Please copy the stretch of the listing below word for word, from the line that contains "Put one point on every instance of the wooden" through the end of the listing.
== INPUT FOR THIS TASK
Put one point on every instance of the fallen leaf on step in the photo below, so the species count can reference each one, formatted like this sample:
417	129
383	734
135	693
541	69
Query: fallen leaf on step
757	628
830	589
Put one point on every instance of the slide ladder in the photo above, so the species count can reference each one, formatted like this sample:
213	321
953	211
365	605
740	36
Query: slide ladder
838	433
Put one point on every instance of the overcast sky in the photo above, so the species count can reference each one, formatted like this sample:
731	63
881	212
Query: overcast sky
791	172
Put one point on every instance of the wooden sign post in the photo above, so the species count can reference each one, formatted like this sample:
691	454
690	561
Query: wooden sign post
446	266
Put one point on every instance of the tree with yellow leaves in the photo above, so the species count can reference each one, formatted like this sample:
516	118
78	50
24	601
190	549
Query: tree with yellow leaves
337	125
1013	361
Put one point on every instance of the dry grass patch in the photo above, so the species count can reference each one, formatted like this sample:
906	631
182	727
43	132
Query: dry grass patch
====
* **OUTPUT**:
Put one point on every instance of the wooden sign post in the photo above, so the species count can reference each one, formatted like this sample:
691	454
690	561
Query: wooden sign post
446	266
Put one point on every instance of the tree with yellow leaves in the photo above, so the species count can reference each one, formatted like this sample:
516	118
78	50
24	601
190	549
Query: tree with yellow leaves
337	125
1013	361
Put one point on every instance of the dry grass patch in the photo above, so the species count can reference each one, formatted like this sample:
906	631
182	727
43	132
Query: dry grass patch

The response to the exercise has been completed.